▶ [Exercise objective] Please return every line in the following data that includes the string "mirror".

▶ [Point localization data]
▼

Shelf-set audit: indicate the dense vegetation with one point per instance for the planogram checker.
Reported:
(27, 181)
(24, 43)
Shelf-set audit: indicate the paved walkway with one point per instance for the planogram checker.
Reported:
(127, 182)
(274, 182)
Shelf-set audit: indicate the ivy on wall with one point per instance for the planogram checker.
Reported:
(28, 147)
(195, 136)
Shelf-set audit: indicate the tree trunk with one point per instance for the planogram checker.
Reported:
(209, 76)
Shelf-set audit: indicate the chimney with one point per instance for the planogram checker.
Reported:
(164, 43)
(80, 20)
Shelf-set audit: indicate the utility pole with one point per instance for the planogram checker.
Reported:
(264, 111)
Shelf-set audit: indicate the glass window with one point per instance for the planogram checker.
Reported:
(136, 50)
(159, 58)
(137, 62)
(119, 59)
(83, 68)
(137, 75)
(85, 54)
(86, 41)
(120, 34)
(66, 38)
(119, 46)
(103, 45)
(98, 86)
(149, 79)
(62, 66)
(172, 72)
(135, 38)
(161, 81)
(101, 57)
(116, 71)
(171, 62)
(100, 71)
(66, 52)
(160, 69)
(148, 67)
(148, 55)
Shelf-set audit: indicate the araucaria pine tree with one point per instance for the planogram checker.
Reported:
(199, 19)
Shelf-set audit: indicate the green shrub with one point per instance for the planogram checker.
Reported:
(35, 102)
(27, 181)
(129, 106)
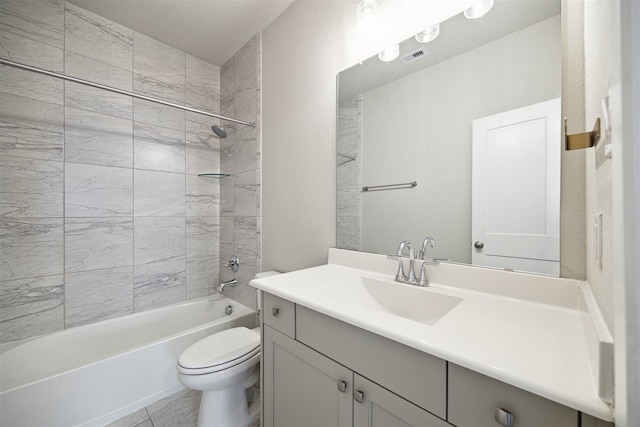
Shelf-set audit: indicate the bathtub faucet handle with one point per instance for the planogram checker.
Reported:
(233, 264)
(226, 283)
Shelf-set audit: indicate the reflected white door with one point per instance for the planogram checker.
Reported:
(516, 189)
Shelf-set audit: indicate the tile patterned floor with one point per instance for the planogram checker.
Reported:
(177, 410)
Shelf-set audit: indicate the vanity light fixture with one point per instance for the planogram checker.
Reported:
(479, 9)
(429, 34)
(390, 53)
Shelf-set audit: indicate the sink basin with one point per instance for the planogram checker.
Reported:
(408, 301)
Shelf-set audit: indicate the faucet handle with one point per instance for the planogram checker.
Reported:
(400, 276)
(423, 281)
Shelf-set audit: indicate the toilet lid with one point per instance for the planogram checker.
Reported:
(218, 350)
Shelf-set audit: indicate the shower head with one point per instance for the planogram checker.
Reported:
(219, 130)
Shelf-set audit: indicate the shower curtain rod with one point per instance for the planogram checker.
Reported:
(120, 91)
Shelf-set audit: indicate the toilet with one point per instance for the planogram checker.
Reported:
(223, 366)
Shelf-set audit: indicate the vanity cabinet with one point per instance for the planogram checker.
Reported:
(320, 371)
(475, 398)
(305, 388)
(375, 406)
(301, 386)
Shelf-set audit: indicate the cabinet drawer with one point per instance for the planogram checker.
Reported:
(473, 399)
(279, 314)
(415, 376)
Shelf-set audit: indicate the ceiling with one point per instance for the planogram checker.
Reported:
(457, 35)
(212, 30)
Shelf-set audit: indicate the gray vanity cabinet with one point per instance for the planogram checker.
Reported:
(320, 371)
(304, 388)
(375, 406)
(301, 386)
(474, 400)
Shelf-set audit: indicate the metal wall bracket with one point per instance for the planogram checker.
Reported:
(582, 140)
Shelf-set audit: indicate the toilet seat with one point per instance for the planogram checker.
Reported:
(219, 351)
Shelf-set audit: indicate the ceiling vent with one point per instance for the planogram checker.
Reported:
(414, 56)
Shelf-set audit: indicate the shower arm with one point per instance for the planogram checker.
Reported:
(120, 91)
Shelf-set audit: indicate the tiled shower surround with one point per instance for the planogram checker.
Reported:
(349, 172)
(102, 212)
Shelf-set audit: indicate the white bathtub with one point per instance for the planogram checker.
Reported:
(94, 374)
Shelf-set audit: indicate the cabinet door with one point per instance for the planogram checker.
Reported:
(375, 406)
(303, 387)
(476, 401)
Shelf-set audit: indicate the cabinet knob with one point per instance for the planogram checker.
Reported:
(504, 417)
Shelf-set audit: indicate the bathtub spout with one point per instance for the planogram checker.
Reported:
(231, 282)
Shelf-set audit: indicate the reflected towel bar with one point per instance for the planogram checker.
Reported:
(390, 186)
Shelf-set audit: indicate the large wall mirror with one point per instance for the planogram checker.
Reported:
(473, 119)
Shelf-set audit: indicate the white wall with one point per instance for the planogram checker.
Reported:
(303, 50)
(597, 39)
(422, 122)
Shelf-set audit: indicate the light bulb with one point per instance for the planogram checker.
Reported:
(390, 53)
(479, 9)
(429, 34)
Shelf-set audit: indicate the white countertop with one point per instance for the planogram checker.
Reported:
(536, 346)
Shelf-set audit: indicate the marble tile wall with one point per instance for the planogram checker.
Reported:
(349, 182)
(240, 156)
(102, 212)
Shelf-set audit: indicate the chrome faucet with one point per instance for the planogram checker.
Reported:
(400, 275)
(427, 243)
(411, 277)
(226, 283)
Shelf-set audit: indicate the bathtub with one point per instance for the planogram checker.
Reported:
(94, 374)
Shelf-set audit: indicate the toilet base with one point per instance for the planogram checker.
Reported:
(228, 407)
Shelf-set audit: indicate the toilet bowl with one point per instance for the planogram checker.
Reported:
(223, 366)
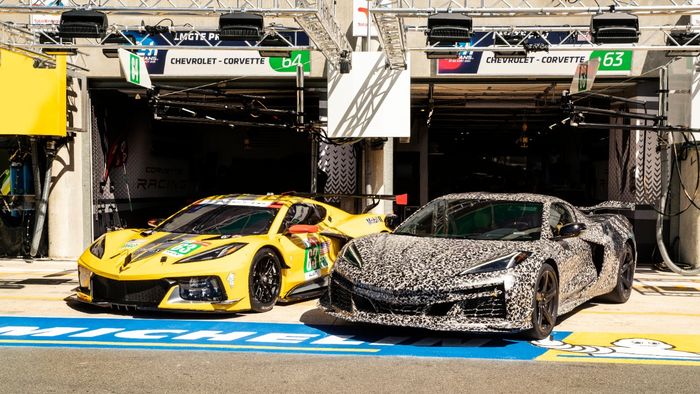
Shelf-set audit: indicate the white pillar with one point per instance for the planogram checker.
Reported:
(689, 226)
(70, 200)
(689, 223)
(379, 174)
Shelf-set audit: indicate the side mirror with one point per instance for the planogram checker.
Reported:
(153, 223)
(302, 229)
(391, 221)
(571, 230)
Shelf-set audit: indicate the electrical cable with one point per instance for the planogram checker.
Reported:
(663, 95)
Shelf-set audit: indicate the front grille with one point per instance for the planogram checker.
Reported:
(484, 302)
(491, 305)
(340, 293)
(373, 306)
(137, 292)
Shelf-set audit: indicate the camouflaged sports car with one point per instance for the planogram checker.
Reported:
(222, 254)
(485, 262)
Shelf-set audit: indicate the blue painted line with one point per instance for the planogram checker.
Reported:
(257, 337)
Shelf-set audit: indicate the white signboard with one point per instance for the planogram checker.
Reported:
(360, 16)
(371, 100)
(584, 76)
(134, 69)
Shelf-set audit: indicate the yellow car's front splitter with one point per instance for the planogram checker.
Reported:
(235, 294)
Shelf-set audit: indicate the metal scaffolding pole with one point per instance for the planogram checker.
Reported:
(316, 17)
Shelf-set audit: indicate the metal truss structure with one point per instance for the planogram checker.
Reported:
(316, 17)
(526, 8)
(22, 41)
(390, 16)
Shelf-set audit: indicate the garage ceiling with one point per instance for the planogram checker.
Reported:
(496, 106)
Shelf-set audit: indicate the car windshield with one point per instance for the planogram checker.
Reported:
(220, 220)
(476, 219)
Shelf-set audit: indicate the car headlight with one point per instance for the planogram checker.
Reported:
(201, 289)
(98, 247)
(350, 254)
(498, 264)
(215, 253)
(84, 276)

▲

▶ [Answer to the problem]
Shelf-set audit: indicate the large wall mirror with one point per instance for the planogram checker.
Shelf-set audit: indicate the side mirror with one point per instance for the planogram checker.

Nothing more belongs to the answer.